GIVEN PASSAGE >>
One thing I did this year with my fourth graders, was a walk about with various genres. The students had to identify genre strictly based on the authors words -- there were no covers, picture, etc for them to refer back to. It was incredibly eye opening!

I never realized before then how much my students used all their clues from books to identify genres, but when they just had to use the words of the author, it was more of a challenge.

CJS87 11-23-2012 07:15 AM

I like your responses. Do you have anything for teaching genres?

Thanks

dstgirl9of9 10-30-2012 09:34 PM

Thanks for sharing your brochure ideal!!! LOVE IT!!!!!!!

dstgirl9of9 10-30-2012 09:32 PM

THANKS SO MUCH!!! I can't wait to use them!!!

browneyedlady 09-29-2011 04:31 PM

I would love your attachment, but was unable to open it. Can you help? Thank you.

jojeff 09-02-2011 06:33 PM

Hi-
I was wondering if you could send me the powerpoint on genres? Thanks in advance!

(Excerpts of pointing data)
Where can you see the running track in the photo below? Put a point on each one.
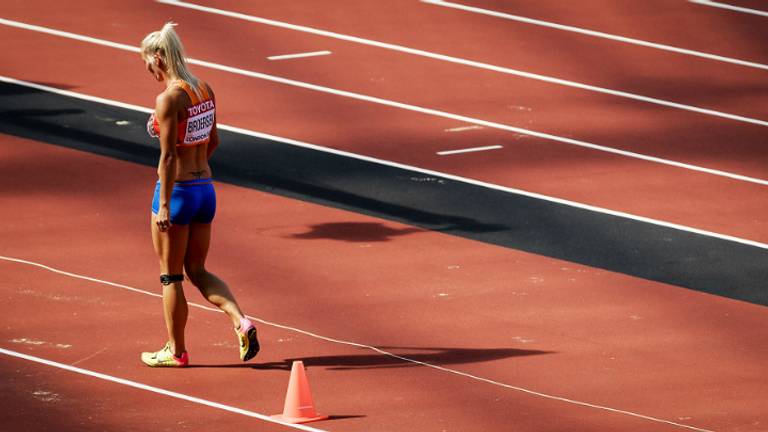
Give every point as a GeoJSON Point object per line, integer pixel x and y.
{"type": "Point", "coordinates": [655, 352]}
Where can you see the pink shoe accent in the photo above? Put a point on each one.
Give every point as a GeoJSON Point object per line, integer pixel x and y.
{"type": "Point", "coordinates": [245, 324]}
{"type": "Point", "coordinates": [183, 360]}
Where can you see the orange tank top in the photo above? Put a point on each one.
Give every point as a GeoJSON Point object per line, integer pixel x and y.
{"type": "Point", "coordinates": [196, 125]}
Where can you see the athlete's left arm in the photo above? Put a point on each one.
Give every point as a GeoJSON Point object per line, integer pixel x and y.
{"type": "Point", "coordinates": [214, 141]}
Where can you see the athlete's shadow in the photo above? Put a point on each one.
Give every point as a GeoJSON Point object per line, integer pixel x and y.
{"type": "Point", "coordinates": [355, 232]}
{"type": "Point", "coordinates": [399, 357]}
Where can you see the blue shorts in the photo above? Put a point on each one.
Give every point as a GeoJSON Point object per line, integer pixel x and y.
{"type": "Point", "coordinates": [191, 201]}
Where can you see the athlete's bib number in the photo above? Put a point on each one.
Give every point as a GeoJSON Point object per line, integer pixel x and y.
{"type": "Point", "coordinates": [199, 127]}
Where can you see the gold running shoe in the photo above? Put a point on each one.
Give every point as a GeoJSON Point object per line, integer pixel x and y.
{"type": "Point", "coordinates": [165, 358]}
{"type": "Point", "coordinates": [249, 343]}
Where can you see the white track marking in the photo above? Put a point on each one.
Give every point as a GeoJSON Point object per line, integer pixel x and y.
{"type": "Point", "coordinates": [730, 7]}
{"type": "Point", "coordinates": [149, 388]}
{"type": "Point", "coordinates": [466, 62]}
{"type": "Point", "coordinates": [464, 128]}
{"type": "Point", "coordinates": [300, 55]}
{"type": "Point", "coordinates": [433, 173]}
{"type": "Point", "coordinates": [369, 347]}
{"type": "Point", "coordinates": [408, 107]}
{"type": "Point", "coordinates": [468, 150]}
{"type": "Point", "coordinates": [597, 34]}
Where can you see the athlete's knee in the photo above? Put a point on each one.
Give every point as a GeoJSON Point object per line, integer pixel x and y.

DIRECTIONS >>
(a) List each distinct username shown in the forum thread on teaching genres.
(b) Write the next part of the forum thread on teaching genres, picking up after its final post.
The entries are separate material, unrelated to the forum thread on teaching genres.

TASK ANSWERS >>
(a) CJS87, dstgirl9of9, browneyedlady, jojeff

(b)
Tching1 07-17-2011 08:34 AM

I finally found it. It may need some tweaking, but feel free to use. It is saying that it is too large to upload, so PM me your email address and I will try to send it that way.

Creek4 07-05-2011 04:10 PM

This activity sounds really interesting and one my fourth graders may love. I hope you find the powerpoint.

Tching1 07-05-2011 03:34 PM

Last year I had a very successful genre unit by using a book called "Joe Bright and the Seven Genre Dudes". It is written as a child's picture book but uses interesting characters to describe each genre. The kids loved it and there is an activity guide included with great printables and things. I had my kids make a book with each charachter and the points of each genre. I also made a powerpoint but can not find it right now. I will look it up and post it when I can. I would definatley recommend the book.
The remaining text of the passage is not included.